— start Task material —

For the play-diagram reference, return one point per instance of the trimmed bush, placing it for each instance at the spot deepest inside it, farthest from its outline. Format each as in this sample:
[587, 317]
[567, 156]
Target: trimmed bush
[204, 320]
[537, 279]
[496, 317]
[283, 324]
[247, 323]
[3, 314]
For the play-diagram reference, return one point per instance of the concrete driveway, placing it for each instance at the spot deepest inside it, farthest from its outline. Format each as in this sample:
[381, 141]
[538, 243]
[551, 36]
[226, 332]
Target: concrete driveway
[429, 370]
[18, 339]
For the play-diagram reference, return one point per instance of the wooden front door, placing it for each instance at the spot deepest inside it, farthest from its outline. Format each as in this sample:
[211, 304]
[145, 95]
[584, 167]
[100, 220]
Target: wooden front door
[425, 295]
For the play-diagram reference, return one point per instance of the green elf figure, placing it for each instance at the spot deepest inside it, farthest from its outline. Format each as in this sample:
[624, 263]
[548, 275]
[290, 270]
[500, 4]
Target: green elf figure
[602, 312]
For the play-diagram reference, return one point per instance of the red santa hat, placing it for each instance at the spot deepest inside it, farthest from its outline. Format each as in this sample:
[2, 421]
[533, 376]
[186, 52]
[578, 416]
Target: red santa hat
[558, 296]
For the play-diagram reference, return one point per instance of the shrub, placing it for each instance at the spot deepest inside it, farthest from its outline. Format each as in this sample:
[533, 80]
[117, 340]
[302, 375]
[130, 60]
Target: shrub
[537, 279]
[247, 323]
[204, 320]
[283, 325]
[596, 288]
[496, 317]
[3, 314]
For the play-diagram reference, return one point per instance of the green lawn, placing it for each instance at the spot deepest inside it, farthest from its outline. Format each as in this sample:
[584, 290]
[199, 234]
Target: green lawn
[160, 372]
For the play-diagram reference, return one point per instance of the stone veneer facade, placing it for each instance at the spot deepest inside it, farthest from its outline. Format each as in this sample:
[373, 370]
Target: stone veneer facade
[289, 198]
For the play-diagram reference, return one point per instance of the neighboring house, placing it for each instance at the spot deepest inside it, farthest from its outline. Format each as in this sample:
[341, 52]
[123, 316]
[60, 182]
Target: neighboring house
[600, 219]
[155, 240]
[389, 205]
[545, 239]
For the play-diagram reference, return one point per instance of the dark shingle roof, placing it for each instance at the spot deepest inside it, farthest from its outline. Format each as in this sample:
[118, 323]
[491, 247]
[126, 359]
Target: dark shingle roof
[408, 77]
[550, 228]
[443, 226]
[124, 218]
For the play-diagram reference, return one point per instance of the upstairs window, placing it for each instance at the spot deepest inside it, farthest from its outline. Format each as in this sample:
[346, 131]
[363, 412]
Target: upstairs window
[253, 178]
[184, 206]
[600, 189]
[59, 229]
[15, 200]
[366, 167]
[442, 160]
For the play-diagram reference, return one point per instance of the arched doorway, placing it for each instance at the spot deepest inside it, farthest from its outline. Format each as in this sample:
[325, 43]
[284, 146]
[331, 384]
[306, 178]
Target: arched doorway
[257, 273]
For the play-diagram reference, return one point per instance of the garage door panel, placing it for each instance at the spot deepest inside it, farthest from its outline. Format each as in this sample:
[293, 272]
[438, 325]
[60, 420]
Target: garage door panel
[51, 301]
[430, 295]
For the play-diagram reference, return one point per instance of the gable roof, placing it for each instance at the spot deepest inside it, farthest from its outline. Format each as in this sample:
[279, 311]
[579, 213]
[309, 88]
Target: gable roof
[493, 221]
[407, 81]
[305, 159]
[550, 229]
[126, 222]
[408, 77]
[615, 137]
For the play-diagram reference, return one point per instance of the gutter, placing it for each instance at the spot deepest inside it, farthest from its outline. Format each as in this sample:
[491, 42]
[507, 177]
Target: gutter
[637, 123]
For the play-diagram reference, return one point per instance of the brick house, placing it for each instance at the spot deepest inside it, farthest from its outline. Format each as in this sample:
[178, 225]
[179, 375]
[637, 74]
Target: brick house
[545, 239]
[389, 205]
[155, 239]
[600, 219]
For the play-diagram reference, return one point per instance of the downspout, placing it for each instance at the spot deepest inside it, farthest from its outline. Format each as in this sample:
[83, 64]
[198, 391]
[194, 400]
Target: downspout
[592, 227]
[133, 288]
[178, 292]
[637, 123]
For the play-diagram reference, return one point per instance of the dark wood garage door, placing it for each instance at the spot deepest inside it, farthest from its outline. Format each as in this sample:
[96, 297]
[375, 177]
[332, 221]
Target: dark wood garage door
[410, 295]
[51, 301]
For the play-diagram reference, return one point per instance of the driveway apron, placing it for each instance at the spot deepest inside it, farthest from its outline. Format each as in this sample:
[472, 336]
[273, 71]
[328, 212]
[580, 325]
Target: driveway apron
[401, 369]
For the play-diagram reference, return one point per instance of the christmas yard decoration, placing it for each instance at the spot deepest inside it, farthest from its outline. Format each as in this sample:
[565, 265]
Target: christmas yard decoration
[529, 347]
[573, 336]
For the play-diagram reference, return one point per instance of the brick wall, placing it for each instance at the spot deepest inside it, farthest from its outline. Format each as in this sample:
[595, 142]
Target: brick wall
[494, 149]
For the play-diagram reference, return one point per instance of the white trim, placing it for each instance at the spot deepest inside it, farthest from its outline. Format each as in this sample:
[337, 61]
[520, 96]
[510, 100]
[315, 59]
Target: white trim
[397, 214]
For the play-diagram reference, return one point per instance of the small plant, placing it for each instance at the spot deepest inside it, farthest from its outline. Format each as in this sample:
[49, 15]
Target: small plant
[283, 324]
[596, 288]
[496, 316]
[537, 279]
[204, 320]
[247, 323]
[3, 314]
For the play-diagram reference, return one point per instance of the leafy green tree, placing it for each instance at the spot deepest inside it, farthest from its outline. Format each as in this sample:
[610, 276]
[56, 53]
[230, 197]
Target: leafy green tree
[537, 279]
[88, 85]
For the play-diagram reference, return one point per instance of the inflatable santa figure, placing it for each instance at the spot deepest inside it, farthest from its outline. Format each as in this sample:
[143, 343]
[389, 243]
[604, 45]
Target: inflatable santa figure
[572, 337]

— end Task material —

Written task — Reproduce the entire listing above verbatim, from its first line to its last.

The solution —
For the play-diagram reference, return one point per instance of the trimmed bush, placing it for each instance at the spot deepest inside it, farthest from its outline. Format each as in this sample:
[587, 317]
[567, 156]
Target: trimmed bush
[204, 320]
[537, 279]
[496, 317]
[283, 324]
[247, 323]
[3, 314]
For the play-diagram reference, return one point per instance of the concrete driveway, placing it for each instance at the spot deepest inside it, farthest from its outline. Format each as in this sample:
[381, 141]
[538, 243]
[551, 36]
[226, 332]
Target: concrete driveway
[429, 370]
[18, 339]
For the play-diagram reference, return one point per instance of the wooden front door, placing it for each instance at the spot deepest inside it, farthest from its outline. Format each as in this sample:
[211, 304]
[145, 95]
[584, 167]
[100, 220]
Target: wooden front door
[425, 295]
For the play-diagram reference, return one point per instance of the green elf figure, placing it for each instance at the spot deepest inside it, farthest from its outline. Format each as in this sample:
[624, 263]
[548, 275]
[290, 270]
[500, 4]
Target: green elf figure
[602, 312]
For the play-diagram reference, return one point per instance of the red santa hat, placing it for each instance at the spot deepest inside it, farthest from its outline. Format each as in this sample:
[2, 421]
[533, 376]
[186, 52]
[578, 416]
Target: red santa hat
[558, 296]
For the play-diagram reference, return one point per instance of the shrub, placing it for each instance at the spot deepest inside it, farthest from its outline. Format each as in this sample:
[533, 80]
[117, 340]
[302, 375]
[130, 60]
Target: shrub
[537, 279]
[247, 323]
[204, 320]
[283, 325]
[596, 288]
[496, 317]
[3, 314]
For the play-diagram reference, return one point per instance of the green lawn, placing it for each instance at the spot deepest inside it, farthest from its outline. Format each as in this sample:
[584, 290]
[199, 234]
Target: green lawn
[160, 372]
For the play-diagram reference, return one point per instance of the stone veneer facade, placing it for each instance at the spot deepest inside it, farthest from its outline. Format each as in this sample:
[373, 370]
Target: stone veneer facade
[289, 198]
For the play-diagram reference, return one point per instance of the neighboring house, placing it for each instance at the spot deepest inside it, farthest from its outline. Format each as in this sample:
[341, 52]
[123, 316]
[60, 182]
Target: neighboring house
[600, 219]
[155, 240]
[389, 205]
[545, 239]
For the play-diagram reference, return one point per instance of the dark shingle roof, placing it for each instance at the spot deepest inside it, farthest from its outline. Format each as in this sample:
[118, 323]
[491, 247]
[126, 359]
Target: dark shingle roof
[408, 77]
[550, 228]
[443, 226]
[124, 218]
For the play-diagram reference, return one point per instance of the upstairs window, placing it for each instance at the spot deepest inside it, farthest from its outline. Format each as in this sample:
[346, 131]
[363, 412]
Target: upstairs window
[253, 178]
[184, 206]
[600, 189]
[59, 229]
[15, 200]
[366, 167]
[442, 160]
For the play-diagram reference, return one point per instance of the arched doorway, placing it for each instance at the spot deepest inside it, farthest from its outline. Format each as in this sample:
[325, 43]
[284, 146]
[331, 384]
[306, 178]
Target: arched doorway
[257, 273]
For the play-diagram reference, return one point per instance of the garage door panel, placing it for each instance at the spot deepest inside it, farthest from its outline. Format each as in this sample:
[293, 272]
[438, 325]
[60, 420]
Target: garage door panel
[51, 301]
[430, 295]
For the play-diagram reference, return one point per instance of the gable roof, placing it for each instance at the spot deepest inside it, farthest from its outline. Format each as in this sample:
[279, 311]
[579, 213]
[309, 88]
Target: gable roof
[493, 221]
[407, 81]
[305, 159]
[550, 229]
[126, 222]
[408, 77]
[615, 137]
For the play-diagram reference, return one point per instance of the gutter, placing it for each instance at the spot deepest inside it, farthest from its outline. Format each as in this sample:
[491, 42]
[507, 177]
Target: gutter
[637, 123]
For the play-diagram reference, return one point per instance of the brick house, placing it for each instance at the spot deepest inside it, farthest from its outline. Format each as in this sample:
[178, 225]
[179, 375]
[637, 74]
Target: brick house
[545, 239]
[389, 205]
[155, 239]
[600, 219]
For the play-diagram reference, return one point per instance of the downspout, placing it for each instance at the spot deepest inside it, farthest from its outline. Format each as in this sample:
[83, 64]
[198, 391]
[194, 400]
Target: downspout
[592, 227]
[133, 288]
[178, 292]
[637, 123]
For the play-diagram reference, return one point per instance of the dark wood garage door, placing it for each instance at the spot deepest inside it, farthest from its outline. Format each as in this sample:
[96, 297]
[375, 177]
[332, 221]
Target: dark wood garage door
[410, 295]
[51, 301]
For the play-diagram reference, return one point per instance of the driveway apron, placing it for each instance at the spot deepest inside it, farthest from its outline. Format each as in this sample:
[472, 336]
[273, 71]
[328, 212]
[580, 325]
Target: driveway apron
[401, 369]
For the play-diagram reference, return one point per instance of the christmas yard decoration, placing it for each instance at the spot deepest inside it, farthest from its outline. Format each as in this sample:
[565, 265]
Target: christmas yard decoration
[529, 347]
[573, 336]
For the play-diagram reference, return one point per instance of the brick wall, placing it for each instance at the spot deepest inside it, farthest from its outline. Format each as in this sample:
[595, 142]
Target: brick wall
[494, 149]
For the play-diagram reference, return one point per instance of the white trim, placing it for each instance at the spot deepest inside it, farthest from its outline. Format each as in this sample:
[337, 61]
[520, 96]
[510, 100]
[315, 59]
Target: white trim
[397, 214]
For the play-diagram reference, return one point per instance of the small plant, placing it for each instance at the spot deepest inside it, farthest from its outline. Format each as in this sample:
[49, 15]
Target: small plant
[283, 324]
[596, 288]
[496, 316]
[537, 279]
[204, 320]
[247, 323]
[3, 314]
For the play-diagram reference, return one point per instance of the leafy green tree, placing it for each instance at the spot deepest inside it, farthest from its outline. Format each as in this sample:
[610, 276]
[56, 53]
[230, 197]
Target: leafy green tree
[537, 279]
[88, 85]
For the play-diagram reference, return one point per instance of the inflatable santa figure, placing it for each instance at the spot deepest inside it, farthest from its outline. Format each as in this sample:
[143, 343]
[389, 243]
[604, 45]
Target: inflatable santa figure
[572, 337]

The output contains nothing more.